Friday, September 23, 2016

Cotton Kingdom

AVI referenced a First Things article about Frederick Law Olmstead, which mentioned some of his books. He was described as an excellent observer, so I looked up Volume 1 of Cotton Kingdom (Volume 2 is hard to find by itself).

FYI, I found it inconvenient to use the laptop to read it, so I downloaded the EPUB version to read on a portable system. It was handier to carry around, but the OCR was terrible: Red River frequently turned into Eed Eiver or Eed Kiver, and footnotes got mingled with the regular text. I wish the OCR programs would put in a symbol for end-of-page--that would help get the lower bound on a footnote, at any rate.

He started in Virginia, and found startlingly poor people and transportation. He considered slavery evil, but testified accurately about what he saw and heard--when it supported his opinions and when it didn't seem to.
--- --- ---
TASKS -
**a)** Summarize the blog post about Cotton Kingdom in two sentences.
**b)** In the blog post about Cotton Kingdom, what did "Red River" frequently turn into because of the OCR?
**c)** Resume the blog post about Cotton Kingdom after its last sentence.

Excerpts from point annotation data -
--- --- ---
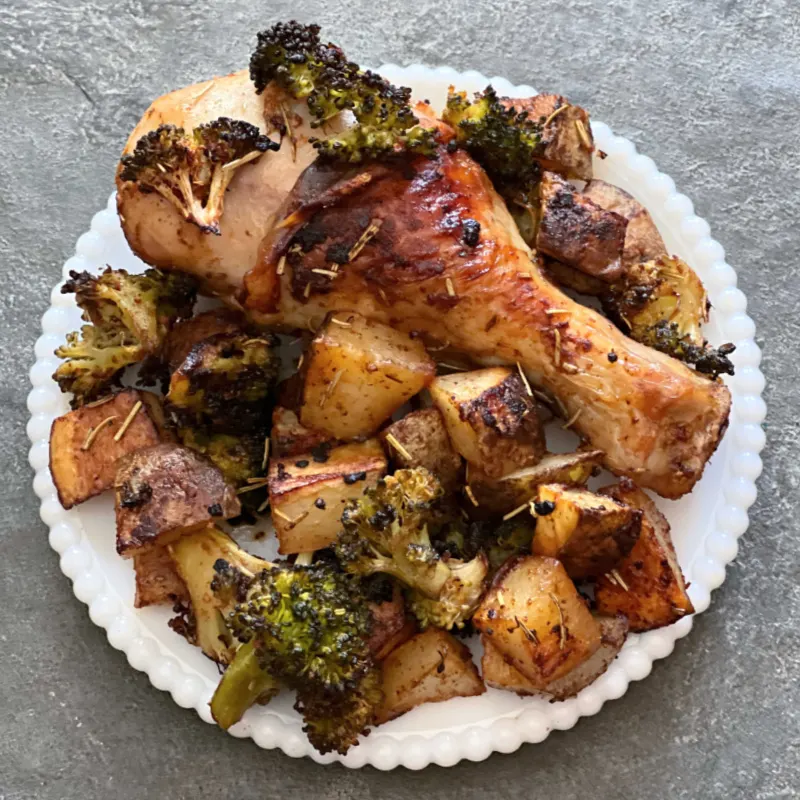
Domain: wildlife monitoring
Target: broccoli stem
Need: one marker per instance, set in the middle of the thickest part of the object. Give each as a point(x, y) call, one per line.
point(242, 684)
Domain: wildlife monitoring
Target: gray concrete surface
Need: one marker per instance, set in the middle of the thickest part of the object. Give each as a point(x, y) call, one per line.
point(709, 89)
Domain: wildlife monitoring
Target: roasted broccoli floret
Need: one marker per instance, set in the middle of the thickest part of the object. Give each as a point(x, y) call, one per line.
point(308, 628)
point(662, 304)
point(503, 141)
point(192, 169)
point(130, 316)
point(293, 56)
point(388, 530)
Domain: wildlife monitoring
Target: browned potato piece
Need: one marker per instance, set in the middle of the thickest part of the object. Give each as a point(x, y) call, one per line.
point(567, 142)
point(516, 488)
point(535, 617)
point(290, 438)
point(358, 373)
point(589, 533)
point(83, 453)
point(647, 586)
point(187, 333)
point(643, 242)
point(157, 579)
point(420, 440)
point(165, 491)
point(308, 496)
point(491, 419)
point(578, 232)
point(390, 626)
point(499, 674)
point(429, 668)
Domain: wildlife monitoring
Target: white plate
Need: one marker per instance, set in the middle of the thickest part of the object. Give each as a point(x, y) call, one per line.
point(706, 524)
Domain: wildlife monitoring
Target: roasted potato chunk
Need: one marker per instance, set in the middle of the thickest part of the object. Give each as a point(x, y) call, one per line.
point(518, 487)
point(643, 242)
point(189, 332)
point(307, 495)
point(358, 373)
point(290, 438)
point(491, 419)
point(567, 143)
point(648, 585)
point(429, 668)
point(83, 450)
point(578, 232)
point(535, 617)
point(157, 579)
point(589, 533)
point(165, 491)
point(420, 440)
point(499, 674)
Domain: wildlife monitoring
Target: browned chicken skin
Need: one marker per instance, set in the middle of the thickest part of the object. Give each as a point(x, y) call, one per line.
point(656, 420)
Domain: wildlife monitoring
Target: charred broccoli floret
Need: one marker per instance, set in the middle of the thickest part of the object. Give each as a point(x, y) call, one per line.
point(130, 316)
point(295, 58)
point(388, 530)
point(662, 304)
point(308, 629)
point(504, 142)
point(192, 169)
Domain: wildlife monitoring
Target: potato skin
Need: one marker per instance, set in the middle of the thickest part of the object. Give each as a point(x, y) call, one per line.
point(423, 436)
point(431, 667)
point(587, 532)
point(164, 491)
point(491, 419)
point(523, 612)
point(652, 593)
point(80, 474)
point(308, 492)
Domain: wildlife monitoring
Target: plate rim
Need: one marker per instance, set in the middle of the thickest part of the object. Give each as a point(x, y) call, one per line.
point(745, 440)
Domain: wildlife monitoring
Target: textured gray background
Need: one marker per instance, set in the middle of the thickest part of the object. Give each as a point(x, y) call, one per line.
point(708, 89)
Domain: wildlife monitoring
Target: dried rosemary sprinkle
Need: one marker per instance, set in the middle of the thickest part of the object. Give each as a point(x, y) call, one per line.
point(397, 446)
point(583, 135)
point(363, 240)
point(562, 629)
point(128, 420)
point(555, 114)
point(331, 387)
point(516, 511)
point(619, 580)
point(524, 380)
point(92, 435)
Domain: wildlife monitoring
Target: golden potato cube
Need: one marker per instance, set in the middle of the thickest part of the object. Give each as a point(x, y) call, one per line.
point(499, 674)
point(429, 668)
point(518, 487)
point(491, 419)
point(589, 533)
point(83, 452)
point(420, 439)
point(535, 617)
point(307, 496)
point(647, 586)
point(165, 491)
point(157, 579)
point(358, 373)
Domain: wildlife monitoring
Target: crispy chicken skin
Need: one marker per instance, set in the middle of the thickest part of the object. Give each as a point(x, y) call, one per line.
point(424, 270)
point(161, 237)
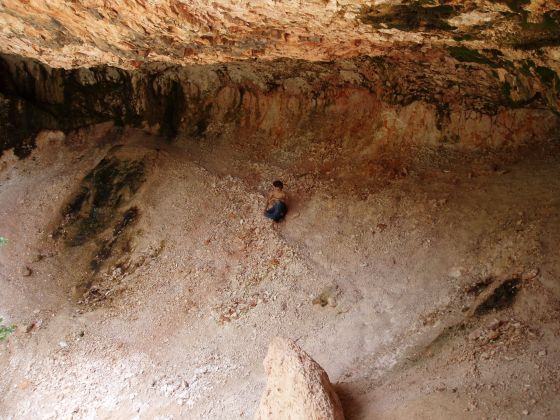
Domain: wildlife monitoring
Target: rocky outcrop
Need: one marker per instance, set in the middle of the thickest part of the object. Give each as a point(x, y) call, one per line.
point(297, 387)
point(127, 33)
point(413, 96)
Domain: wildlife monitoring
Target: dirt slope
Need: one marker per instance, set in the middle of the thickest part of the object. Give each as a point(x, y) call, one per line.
point(174, 322)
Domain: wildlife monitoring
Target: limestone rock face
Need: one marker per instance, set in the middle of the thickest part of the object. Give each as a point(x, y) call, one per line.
point(125, 33)
point(297, 387)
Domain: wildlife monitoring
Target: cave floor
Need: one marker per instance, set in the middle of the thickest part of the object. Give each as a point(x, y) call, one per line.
point(397, 263)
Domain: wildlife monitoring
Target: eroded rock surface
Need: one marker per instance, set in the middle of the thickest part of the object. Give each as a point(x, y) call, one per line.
point(297, 387)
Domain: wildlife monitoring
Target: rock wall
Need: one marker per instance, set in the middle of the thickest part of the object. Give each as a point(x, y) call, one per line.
point(422, 96)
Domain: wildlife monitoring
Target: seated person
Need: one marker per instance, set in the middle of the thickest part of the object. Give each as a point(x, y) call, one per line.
point(276, 207)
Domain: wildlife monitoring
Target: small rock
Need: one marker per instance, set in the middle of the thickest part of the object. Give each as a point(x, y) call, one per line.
point(297, 387)
point(530, 274)
point(493, 335)
point(456, 272)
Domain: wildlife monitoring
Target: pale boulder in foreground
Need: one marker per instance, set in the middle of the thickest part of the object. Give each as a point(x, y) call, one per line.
point(297, 387)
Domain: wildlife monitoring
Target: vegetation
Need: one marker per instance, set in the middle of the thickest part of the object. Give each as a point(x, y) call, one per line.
point(416, 15)
point(5, 330)
point(102, 191)
point(466, 55)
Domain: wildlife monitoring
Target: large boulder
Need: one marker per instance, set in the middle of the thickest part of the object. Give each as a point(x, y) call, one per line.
point(297, 387)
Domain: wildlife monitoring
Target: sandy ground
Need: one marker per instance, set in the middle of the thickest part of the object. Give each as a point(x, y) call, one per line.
point(182, 331)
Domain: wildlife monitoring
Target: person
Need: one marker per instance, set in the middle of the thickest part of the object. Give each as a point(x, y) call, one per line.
point(276, 207)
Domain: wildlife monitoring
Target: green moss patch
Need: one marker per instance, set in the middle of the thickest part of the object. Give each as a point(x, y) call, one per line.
point(94, 207)
point(466, 55)
point(412, 16)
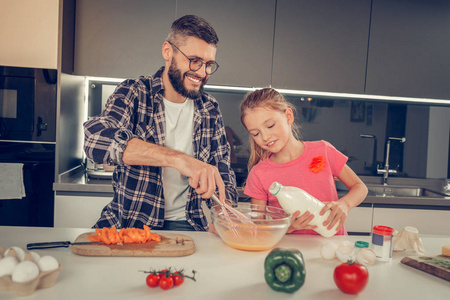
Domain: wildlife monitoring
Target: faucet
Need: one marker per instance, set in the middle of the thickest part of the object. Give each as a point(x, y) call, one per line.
point(386, 171)
point(373, 168)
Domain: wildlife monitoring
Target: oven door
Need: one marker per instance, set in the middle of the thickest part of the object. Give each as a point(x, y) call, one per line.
point(17, 107)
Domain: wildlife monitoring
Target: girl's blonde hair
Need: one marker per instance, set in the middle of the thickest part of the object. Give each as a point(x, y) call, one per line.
point(270, 98)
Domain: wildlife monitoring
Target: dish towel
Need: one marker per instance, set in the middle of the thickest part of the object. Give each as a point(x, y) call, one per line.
point(11, 181)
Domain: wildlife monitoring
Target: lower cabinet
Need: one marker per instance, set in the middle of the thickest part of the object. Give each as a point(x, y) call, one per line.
point(359, 220)
point(427, 221)
point(78, 211)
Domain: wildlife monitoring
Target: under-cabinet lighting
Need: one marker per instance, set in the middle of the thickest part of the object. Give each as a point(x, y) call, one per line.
point(334, 95)
point(304, 93)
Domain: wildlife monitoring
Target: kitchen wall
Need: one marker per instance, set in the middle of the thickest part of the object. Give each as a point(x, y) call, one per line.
point(29, 33)
point(250, 58)
point(341, 121)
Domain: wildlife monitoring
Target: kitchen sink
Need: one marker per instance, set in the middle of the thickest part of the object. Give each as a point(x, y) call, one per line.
point(401, 191)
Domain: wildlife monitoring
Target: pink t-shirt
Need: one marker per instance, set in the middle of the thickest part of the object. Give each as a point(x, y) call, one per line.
point(298, 173)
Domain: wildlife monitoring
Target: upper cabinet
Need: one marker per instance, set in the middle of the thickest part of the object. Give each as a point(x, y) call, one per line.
point(409, 50)
point(29, 33)
point(245, 30)
point(121, 39)
point(321, 45)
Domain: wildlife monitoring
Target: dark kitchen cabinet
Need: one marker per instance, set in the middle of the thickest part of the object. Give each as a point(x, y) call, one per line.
point(321, 45)
point(245, 30)
point(409, 49)
point(121, 39)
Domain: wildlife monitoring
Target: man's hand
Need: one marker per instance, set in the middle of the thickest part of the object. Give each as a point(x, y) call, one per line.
point(203, 177)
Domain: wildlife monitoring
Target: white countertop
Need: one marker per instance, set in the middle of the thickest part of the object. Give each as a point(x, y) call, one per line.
point(223, 272)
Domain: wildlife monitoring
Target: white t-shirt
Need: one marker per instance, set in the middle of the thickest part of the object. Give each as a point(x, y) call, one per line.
point(179, 132)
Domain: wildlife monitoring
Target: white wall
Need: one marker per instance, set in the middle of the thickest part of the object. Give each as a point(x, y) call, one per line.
point(29, 33)
point(438, 142)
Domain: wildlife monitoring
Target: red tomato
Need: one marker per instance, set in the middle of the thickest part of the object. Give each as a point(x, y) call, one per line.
point(178, 279)
point(166, 282)
point(153, 280)
point(351, 278)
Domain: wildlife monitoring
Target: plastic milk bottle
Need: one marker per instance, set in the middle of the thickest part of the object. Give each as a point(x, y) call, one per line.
point(294, 199)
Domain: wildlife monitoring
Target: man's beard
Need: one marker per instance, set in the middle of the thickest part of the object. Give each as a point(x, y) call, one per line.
point(176, 79)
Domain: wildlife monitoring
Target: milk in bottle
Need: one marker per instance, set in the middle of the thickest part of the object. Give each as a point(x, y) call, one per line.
point(294, 199)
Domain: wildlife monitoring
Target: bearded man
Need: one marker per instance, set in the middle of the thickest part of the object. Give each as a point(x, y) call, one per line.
point(166, 138)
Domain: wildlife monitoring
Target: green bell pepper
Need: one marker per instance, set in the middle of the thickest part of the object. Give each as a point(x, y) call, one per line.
point(284, 270)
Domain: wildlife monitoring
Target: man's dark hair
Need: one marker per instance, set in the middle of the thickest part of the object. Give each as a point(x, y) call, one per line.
point(195, 26)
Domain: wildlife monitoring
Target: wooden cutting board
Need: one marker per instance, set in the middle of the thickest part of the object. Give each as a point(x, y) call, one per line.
point(426, 264)
point(171, 244)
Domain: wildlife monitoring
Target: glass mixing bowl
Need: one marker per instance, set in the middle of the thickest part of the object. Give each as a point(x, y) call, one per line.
point(264, 228)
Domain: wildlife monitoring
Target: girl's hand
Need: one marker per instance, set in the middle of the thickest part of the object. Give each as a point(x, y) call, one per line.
point(301, 222)
point(338, 214)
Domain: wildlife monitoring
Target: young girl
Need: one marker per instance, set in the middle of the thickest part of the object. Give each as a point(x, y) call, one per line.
point(278, 155)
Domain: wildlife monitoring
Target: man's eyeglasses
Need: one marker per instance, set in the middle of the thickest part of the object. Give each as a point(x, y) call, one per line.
point(195, 63)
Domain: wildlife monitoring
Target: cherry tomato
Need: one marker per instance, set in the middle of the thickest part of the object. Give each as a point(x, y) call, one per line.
point(153, 280)
point(165, 282)
point(351, 278)
point(178, 278)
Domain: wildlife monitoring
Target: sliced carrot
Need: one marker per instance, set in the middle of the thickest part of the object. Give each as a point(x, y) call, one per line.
point(94, 238)
point(125, 235)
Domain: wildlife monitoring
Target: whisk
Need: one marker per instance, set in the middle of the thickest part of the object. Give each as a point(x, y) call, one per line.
point(242, 217)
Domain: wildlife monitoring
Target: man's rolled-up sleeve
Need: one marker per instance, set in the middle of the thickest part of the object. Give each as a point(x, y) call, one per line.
point(106, 136)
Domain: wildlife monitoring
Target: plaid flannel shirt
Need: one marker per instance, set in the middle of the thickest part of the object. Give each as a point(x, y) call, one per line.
point(136, 109)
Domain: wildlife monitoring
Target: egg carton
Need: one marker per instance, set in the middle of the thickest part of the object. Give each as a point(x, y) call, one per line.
point(45, 279)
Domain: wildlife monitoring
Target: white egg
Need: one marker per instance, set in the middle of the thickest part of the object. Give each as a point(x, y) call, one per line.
point(345, 251)
point(20, 254)
point(35, 256)
point(48, 263)
point(7, 265)
point(328, 250)
point(366, 257)
point(25, 271)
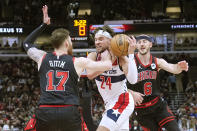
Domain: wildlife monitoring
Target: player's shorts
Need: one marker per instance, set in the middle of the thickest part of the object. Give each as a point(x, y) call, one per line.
point(117, 113)
point(58, 118)
point(159, 117)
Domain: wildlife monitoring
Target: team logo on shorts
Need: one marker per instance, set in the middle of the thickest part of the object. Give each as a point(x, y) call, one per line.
point(153, 66)
point(113, 114)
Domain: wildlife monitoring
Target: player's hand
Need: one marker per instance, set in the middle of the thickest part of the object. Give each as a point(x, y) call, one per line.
point(183, 65)
point(138, 97)
point(46, 18)
point(132, 45)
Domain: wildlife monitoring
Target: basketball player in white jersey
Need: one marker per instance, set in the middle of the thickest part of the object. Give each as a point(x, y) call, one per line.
point(119, 103)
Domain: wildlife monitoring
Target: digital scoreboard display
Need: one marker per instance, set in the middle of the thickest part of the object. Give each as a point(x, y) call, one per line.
point(79, 30)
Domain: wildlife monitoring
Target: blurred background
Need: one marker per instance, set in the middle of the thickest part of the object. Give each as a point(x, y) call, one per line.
point(172, 23)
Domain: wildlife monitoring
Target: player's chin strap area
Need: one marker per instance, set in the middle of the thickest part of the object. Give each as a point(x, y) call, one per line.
point(132, 70)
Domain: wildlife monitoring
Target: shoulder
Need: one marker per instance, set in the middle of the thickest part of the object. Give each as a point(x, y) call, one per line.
point(80, 60)
point(123, 60)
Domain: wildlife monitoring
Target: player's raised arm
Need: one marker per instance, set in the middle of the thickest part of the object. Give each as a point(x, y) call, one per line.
point(132, 69)
point(93, 66)
point(28, 45)
point(172, 68)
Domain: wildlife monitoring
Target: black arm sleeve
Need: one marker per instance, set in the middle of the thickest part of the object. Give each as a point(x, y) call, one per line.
point(28, 42)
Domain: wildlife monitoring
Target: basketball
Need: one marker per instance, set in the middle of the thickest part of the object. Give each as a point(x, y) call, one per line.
point(119, 45)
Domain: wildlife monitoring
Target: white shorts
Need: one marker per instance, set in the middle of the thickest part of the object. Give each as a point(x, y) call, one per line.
point(117, 112)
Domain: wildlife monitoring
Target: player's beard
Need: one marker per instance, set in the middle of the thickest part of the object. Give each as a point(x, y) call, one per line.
point(70, 49)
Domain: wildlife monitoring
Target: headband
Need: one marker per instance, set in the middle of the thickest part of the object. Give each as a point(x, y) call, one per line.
point(146, 37)
point(104, 33)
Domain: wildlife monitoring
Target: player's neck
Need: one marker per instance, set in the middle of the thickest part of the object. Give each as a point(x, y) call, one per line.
point(145, 59)
point(60, 52)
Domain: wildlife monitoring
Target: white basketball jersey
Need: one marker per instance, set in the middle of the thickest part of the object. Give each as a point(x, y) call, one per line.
point(111, 83)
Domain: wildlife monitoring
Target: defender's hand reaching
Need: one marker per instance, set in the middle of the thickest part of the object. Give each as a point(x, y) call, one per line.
point(46, 18)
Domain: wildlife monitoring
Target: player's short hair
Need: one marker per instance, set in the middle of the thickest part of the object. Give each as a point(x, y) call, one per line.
point(58, 36)
point(105, 28)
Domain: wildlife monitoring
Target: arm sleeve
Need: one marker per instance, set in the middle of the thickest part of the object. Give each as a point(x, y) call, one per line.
point(28, 42)
point(132, 70)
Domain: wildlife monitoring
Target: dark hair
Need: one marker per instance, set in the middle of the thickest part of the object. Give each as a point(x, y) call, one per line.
point(58, 36)
point(105, 28)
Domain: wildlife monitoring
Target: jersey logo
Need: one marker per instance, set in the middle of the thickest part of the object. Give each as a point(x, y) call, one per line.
point(153, 66)
point(114, 114)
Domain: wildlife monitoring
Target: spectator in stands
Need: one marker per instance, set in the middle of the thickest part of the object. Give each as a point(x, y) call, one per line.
point(14, 44)
point(7, 45)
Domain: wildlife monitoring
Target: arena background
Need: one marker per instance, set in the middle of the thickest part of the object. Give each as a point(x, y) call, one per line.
point(173, 24)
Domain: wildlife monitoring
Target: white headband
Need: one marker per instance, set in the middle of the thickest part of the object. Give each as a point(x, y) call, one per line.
point(104, 33)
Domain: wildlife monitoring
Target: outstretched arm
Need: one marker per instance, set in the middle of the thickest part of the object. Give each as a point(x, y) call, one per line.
point(28, 45)
point(172, 68)
point(88, 64)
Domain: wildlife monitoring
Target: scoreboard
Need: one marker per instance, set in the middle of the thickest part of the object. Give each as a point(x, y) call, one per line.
point(79, 30)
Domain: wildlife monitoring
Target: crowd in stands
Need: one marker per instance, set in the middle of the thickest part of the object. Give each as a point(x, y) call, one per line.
point(28, 12)
point(19, 93)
--- --- ---
RESULTS -
**a)** After an AVI reference to a First Things article describing Frederick Law Olmstead as an excellent observer, the writer looked up Volume 1 of Cotton Kingdom and downloaded an EPUB version for portability, though its OCR was terrible. Olmstead began in Virginia, finding startlingly poor people and transportation, and although he considered slavery evil, he testified accurately about what he saw and heard.

**b)** Eed Eiver or Eed Kiver

**c)**
Some things happen "off-stage:" he didn't see much whipping, though people talked about it. The poor whites were almost always not just poor but feckless. Most slaveowners weren't rich, and not all approved of slavery. On many farms slaves got financial incentives to perform. Conversations are jarring. Travel was fraught with difficulties: one trip by riverboat didn't leave on time, or the next day, or the next day, or the next day...

Read it.

2 comments:

  1. The First Things article did suggest that it was a better account than much we publish now. It seems difficult to credit that at first, because a current writer would have acres of first-hand accounts to draw from. Perhaps that is the problem, as the historian is always using the data to illustrate a point-of-view, no matter how s/he tries to be objective. So do we all.

    The person who simply sees and records maybe rarer than we think.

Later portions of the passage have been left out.